=== INFORMATION SHOWN ===
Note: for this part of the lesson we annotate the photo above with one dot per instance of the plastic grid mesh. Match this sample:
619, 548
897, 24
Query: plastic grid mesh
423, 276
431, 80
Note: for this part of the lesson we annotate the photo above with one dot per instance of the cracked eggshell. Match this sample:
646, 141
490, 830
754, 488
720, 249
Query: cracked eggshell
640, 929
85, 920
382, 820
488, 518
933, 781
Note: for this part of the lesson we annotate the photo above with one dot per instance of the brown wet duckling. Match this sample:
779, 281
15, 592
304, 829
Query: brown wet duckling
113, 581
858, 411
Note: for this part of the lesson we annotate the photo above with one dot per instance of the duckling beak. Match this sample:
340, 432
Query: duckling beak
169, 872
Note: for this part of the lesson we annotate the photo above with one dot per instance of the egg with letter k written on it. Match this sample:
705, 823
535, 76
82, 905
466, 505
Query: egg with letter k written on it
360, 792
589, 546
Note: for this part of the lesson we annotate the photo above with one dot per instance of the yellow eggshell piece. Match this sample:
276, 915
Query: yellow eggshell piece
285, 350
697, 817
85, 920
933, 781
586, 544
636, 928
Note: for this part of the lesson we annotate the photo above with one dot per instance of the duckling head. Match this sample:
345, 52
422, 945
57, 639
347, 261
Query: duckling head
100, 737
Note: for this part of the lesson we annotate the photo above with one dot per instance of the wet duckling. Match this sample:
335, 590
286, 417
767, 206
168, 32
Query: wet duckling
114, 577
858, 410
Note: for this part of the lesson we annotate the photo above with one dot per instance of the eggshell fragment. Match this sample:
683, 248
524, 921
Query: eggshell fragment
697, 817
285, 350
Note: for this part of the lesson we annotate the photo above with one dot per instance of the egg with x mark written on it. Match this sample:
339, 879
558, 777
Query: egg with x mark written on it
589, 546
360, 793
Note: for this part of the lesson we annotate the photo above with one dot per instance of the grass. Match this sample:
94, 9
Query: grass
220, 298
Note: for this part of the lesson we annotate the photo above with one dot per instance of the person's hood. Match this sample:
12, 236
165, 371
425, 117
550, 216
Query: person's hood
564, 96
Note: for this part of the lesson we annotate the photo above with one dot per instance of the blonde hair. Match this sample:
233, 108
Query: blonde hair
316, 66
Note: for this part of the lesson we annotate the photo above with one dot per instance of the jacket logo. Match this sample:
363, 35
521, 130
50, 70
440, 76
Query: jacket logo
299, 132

=== WHAT NEEDS TO BE DONE ===
Arrange everything in the records from the line containing "of the person's" down to the end as a JSON list of strings, one string per line, with blank lines left out.

=== TASK ANSWER ===
[
  "Note: for this part of the lesson we annotate the photo above with one dot per instance of the person's hood. Match this sample:",
  "12, 236",
  "165, 371",
  "425, 117",
  "550, 216",
  "Query: person's hood",
  "564, 96",
  "Note: for this part of the lesson we annotate the photo above with one dot per instance of the blonde hair. Match this sample:",
  "233, 108",
  "Query: blonde hair",
  "316, 66",
  "Note: for this part of the lesson we annotate the photo above with one dot per instance of the jacket logo. Match this sample:",
  "363, 35",
  "521, 130",
  "50, 70",
  "440, 76",
  "Query: jacket logo",
  "299, 132"
]